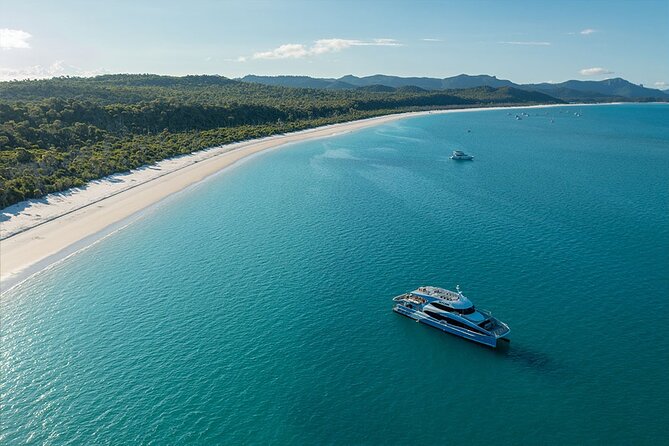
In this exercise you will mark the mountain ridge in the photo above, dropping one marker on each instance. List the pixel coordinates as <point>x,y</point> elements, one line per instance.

▬▬▬▬▬▬

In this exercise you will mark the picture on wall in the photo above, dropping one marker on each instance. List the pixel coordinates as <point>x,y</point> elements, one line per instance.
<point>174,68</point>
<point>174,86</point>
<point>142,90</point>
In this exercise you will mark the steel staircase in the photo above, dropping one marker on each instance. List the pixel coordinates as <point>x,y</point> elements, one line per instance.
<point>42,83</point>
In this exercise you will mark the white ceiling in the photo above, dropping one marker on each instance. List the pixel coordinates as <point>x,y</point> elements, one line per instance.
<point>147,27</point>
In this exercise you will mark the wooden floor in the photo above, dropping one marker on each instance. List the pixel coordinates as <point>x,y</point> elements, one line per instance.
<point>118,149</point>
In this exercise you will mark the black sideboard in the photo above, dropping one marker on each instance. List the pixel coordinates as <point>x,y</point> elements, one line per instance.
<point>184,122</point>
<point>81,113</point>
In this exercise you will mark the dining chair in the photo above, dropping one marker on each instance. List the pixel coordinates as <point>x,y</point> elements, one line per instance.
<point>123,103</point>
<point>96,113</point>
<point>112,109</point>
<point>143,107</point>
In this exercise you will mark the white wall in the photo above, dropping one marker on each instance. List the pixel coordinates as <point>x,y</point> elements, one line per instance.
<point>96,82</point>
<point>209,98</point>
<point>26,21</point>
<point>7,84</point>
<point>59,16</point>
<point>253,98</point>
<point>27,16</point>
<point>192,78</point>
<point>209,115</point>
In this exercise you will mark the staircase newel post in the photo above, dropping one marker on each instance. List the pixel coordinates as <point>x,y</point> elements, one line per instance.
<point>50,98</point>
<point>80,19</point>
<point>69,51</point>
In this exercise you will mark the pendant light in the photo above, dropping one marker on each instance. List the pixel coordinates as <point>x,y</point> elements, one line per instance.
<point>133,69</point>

▬▬▬▬▬▬

### TASK PROMPT
Rescale the entries between the lines holding "In this exercise you will mark the wooden" and "<point>209,115</point>", inclusive, by multiplying every x and y coordinate in the answers by 1.7 and rounding to whole numbers, with halves rounded up. Write out only those lines again, keeping the request lines unchanged.

### TASK SOLUTION
In this exercise you will mark the wooden floor in the photo above, dropping one marker on each instance. List the pixel coordinates as <point>x,y</point> elements, one line per instance.
<point>201,253</point>
In this exercise you will mark the black sideboard in the photo above, dropping one marker on each instance. List the pixel coordinates as <point>x,y</point> elements, one line per instance.
<point>313,207</point>
<point>138,192</point>
In this exercise you will mark the dining chair in the photo above, dropping one marker on each instance. List the pixel coordinates as <point>x,y</point> elements, one line per instance.
<point>209,175</point>
<point>163,192</point>
<point>190,185</point>
<point>243,182</point>
In this exercise you will mark the white wall in the photo above, dropping one marker on each instance. List the pixel coordinates as <point>x,y</point> elements, one line per instance.
<point>163,139</point>
<point>355,167</point>
<point>44,36</point>
<point>12,143</point>
<point>100,27</point>
<point>430,167</point>
<point>46,27</point>
<point>326,133</point>
<point>355,196</point>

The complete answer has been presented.